[Start of Attachment]
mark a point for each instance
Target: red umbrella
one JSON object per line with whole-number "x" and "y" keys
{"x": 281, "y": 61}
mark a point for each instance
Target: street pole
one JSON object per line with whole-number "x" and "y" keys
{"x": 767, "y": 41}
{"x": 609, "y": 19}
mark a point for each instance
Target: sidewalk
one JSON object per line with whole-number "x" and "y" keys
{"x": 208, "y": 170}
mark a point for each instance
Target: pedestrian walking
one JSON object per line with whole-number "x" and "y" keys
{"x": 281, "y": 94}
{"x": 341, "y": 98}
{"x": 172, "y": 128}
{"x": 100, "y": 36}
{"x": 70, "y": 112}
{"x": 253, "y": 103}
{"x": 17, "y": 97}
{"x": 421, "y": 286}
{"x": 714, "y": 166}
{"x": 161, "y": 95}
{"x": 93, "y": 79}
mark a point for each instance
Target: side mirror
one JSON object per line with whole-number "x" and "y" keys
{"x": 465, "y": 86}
[End of Attachment]
PROBLEM STATEMENT
Your response should consist of the records, printed exactly.

RESULT FOR THIS EXERCISE
mark a point for each instance
Target: red umbrella
one JSON object per line with whole-number "x" and "y" keys
{"x": 281, "y": 61}
mark a point for each instance
Target: street pole
one JSON object per line with whole-number "x" and "y" keys
{"x": 767, "y": 41}
{"x": 609, "y": 19}
mark a point for each instance
Target: sidewalk
one JSON object per line with whole-number "x" and "y" keys
{"x": 208, "y": 170}
mark a point for each instance
Target: pedestrian walking
one JSON object per line with whole-number "x" and "y" keys
{"x": 281, "y": 94}
{"x": 341, "y": 98}
{"x": 172, "y": 128}
{"x": 100, "y": 36}
{"x": 70, "y": 112}
{"x": 253, "y": 103}
{"x": 17, "y": 97}
{"x": 421, "y": 286}
{"x": 714, "y": 166}
{"x": 161, "y": 95}
{"x": 93, "y": 79}
mark a point for each instance
Target: side mirror
one JSON object per line with whole-number "x" and "y" keys
{"x": 465, "y": 86}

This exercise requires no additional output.